>> Start

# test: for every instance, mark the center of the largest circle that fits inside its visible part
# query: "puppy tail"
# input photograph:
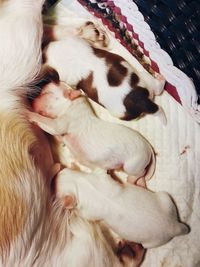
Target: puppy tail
(151, 167)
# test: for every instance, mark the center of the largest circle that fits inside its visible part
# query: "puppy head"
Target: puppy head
(54, 99)
(138, 103)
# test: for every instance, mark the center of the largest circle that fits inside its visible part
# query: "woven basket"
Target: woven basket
(176, 25)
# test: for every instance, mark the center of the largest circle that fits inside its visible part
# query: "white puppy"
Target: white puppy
(94, 142)
(34, 230)
(136, 214)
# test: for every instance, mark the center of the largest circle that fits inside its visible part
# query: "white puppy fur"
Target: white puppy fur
(134, 213)
(34, 230)
(94, 142)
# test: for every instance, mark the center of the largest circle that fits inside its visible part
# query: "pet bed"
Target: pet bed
(177, 144)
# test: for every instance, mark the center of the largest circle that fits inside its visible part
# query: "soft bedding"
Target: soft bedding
(177, 146)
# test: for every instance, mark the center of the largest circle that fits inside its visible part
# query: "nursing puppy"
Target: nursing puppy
(94, 142)
(34, 229)
(106, 78)
(134, 213)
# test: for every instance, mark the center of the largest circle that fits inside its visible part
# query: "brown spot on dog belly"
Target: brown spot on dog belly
(86, 86)
(137, 103)
(117, 72)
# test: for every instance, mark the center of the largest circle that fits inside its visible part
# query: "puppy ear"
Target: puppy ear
(72, 94)
(46, 124)
(48, 75)
(69, 201)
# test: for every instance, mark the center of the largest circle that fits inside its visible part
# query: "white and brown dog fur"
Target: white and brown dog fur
(105, 77)
(34, 229)
(95, 143)
(134, 213)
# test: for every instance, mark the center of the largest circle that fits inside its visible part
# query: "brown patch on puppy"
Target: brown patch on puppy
(134, 80)
(117, 72)
(137, 103)
(48, 35)
(46, 76)
(114, 176)
(86, 86)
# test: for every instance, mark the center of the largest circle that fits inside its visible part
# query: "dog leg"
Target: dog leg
(130, 254)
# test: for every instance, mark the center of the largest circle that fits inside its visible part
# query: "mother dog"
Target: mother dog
(33, 227)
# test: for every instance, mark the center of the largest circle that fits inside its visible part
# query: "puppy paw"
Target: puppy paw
(160, 83)
(129, 252)
(94, 34)
(69, 202)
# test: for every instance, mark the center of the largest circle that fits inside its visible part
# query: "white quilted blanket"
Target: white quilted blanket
(178, 165)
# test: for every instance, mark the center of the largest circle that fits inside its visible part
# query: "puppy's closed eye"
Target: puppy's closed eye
(137, 103)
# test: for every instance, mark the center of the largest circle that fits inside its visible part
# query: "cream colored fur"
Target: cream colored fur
(34, 229)
(134, 213)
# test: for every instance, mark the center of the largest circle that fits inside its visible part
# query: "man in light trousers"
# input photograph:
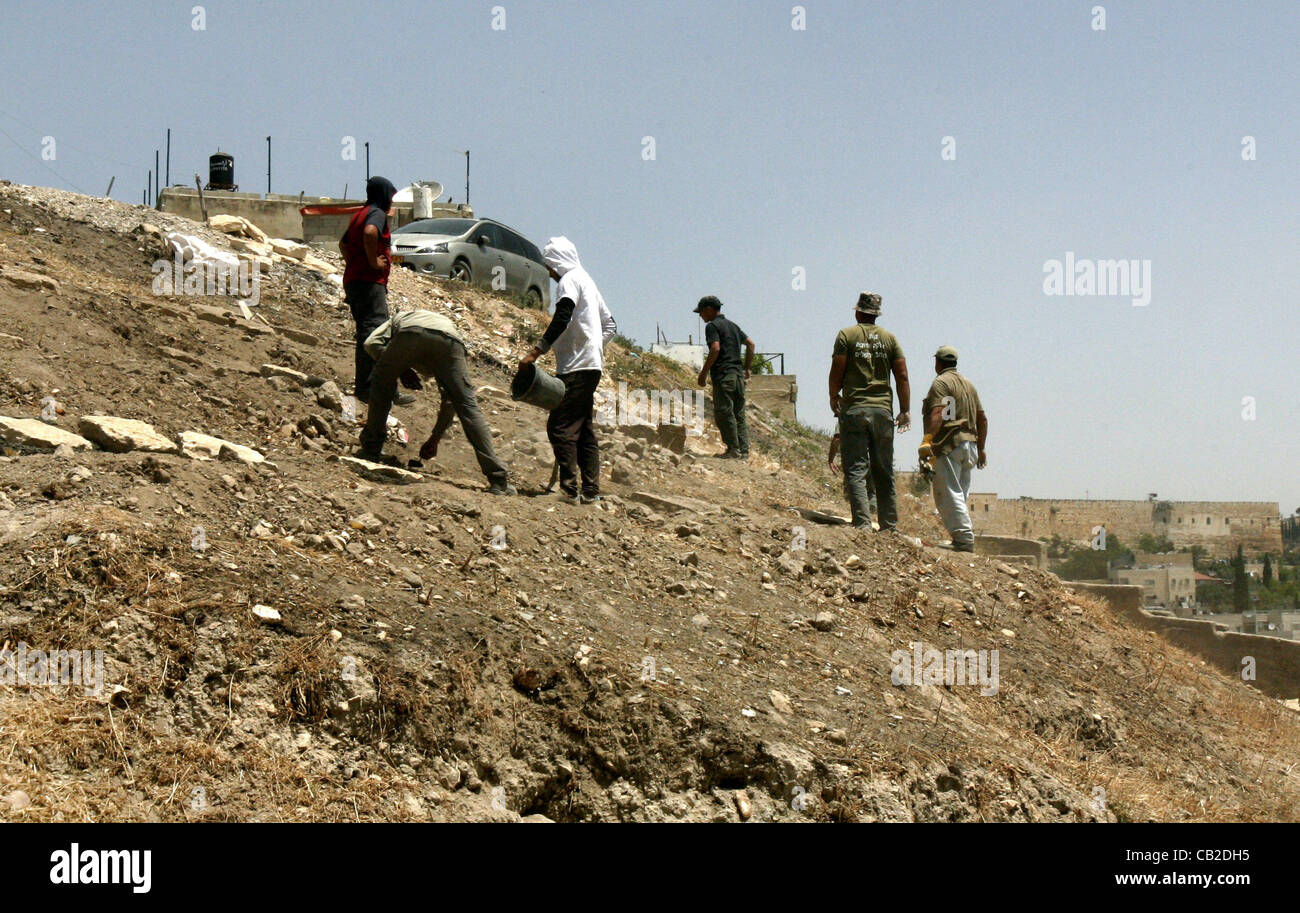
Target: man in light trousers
(956, 431)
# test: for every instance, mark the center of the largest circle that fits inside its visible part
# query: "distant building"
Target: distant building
(1217, 527)
(1277, 623)
(776, 393)
(1166, 579)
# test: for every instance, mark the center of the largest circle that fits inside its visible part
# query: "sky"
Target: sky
(937, 154)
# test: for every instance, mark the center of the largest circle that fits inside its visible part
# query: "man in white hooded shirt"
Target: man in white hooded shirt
(579, 332)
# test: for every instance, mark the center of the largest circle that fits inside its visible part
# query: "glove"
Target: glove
(927, 449)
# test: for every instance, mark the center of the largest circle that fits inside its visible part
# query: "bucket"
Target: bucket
(537, 388)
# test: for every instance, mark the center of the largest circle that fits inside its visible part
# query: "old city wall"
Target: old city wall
(1216, 526)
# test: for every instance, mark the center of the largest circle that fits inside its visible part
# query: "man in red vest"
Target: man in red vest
(365, 277)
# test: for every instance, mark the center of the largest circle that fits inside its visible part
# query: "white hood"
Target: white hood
(581, 345)
(560, 255)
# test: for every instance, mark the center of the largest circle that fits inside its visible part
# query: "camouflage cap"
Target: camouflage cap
(869, 303)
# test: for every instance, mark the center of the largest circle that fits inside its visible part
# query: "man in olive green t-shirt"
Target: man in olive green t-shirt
(862, 363)
(956, 431)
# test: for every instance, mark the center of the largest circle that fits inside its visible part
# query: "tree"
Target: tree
(1155, 545)
(1240, 583)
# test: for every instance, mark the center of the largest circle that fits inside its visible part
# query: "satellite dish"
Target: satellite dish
(407, 194)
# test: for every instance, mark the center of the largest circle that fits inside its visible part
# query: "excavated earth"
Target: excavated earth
(689, 649)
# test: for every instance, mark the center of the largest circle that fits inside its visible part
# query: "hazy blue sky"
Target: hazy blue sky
(779, 148)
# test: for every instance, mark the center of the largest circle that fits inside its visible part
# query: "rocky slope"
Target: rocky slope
(291, 640)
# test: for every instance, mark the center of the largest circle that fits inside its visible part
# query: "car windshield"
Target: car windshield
(449, 226)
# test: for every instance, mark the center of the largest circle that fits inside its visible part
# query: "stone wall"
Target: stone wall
(776, 393)
(1216, 526)
(278, 213)
(1273, 662)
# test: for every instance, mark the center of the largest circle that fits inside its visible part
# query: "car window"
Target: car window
(512, 242)
(489, 233)
(453, 226)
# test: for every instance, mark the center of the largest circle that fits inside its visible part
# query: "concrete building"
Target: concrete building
(280, 215)
(1166, 579)
(1216, 526)
(776, 393)
(1278, 623)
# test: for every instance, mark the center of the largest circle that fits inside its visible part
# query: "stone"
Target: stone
(780, 702)
(792, 565)
(265, 614)
(672, 437)
(365, 522)
(744, 808)
(204, 446)
(672, 505)
(17, 800)
(178, 355)
(237, 225)
(380, 472)
(278, 371)
(250, 246)
(290, 249)
(329, 396)
(121, 436)
(622, 472)
(25, 280)
(299, 336)
(35, 435)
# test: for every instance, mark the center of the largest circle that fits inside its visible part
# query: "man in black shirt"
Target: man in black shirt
(728, 373)
(365, 247)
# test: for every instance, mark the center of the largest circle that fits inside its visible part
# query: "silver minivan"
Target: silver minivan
(475, 250)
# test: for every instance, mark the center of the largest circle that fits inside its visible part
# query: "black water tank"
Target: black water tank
(221, 171)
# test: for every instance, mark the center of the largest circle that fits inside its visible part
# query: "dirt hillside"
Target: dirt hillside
(688, 649)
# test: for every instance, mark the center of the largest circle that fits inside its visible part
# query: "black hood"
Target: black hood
(380, 193)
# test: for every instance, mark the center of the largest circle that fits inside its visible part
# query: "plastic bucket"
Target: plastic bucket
(534, 386)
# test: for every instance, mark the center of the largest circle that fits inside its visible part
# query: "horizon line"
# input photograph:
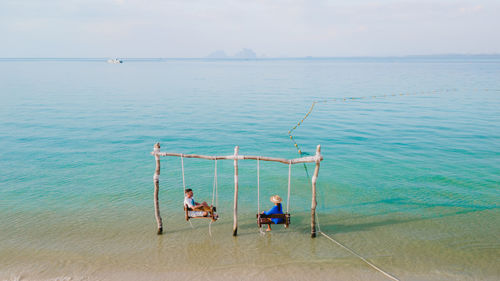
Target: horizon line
(450, 55)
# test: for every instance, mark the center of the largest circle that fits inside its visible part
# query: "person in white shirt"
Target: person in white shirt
(198, 209)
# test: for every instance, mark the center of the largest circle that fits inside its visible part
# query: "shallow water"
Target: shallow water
(409, 182)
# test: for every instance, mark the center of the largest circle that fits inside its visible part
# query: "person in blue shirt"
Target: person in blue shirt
(276, 209)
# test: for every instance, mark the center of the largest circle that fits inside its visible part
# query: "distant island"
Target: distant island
(243, 54)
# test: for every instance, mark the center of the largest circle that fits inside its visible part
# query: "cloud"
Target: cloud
(194, 28)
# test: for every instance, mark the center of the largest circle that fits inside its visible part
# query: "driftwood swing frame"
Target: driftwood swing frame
(317, 158)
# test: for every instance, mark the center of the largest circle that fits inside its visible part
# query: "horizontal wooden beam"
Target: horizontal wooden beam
(307, 159)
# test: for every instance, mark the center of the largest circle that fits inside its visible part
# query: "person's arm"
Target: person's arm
(189, 202)
(272, 211)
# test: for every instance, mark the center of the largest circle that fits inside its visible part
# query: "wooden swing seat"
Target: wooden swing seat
(265, 219)
(211, 214)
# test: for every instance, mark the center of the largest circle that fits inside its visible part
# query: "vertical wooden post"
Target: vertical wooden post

>> End

:: Problem to solve ::
Which of the lines above contain the string "black", with uppercase and lowercase treated as different? Copy out every one of them.

:: Output for this exercise ::
# query: "man in black shirt"
Target: man in black shirt
# query: "black water tank"
Target: black water tank
# query: "black hood"
Target: black hood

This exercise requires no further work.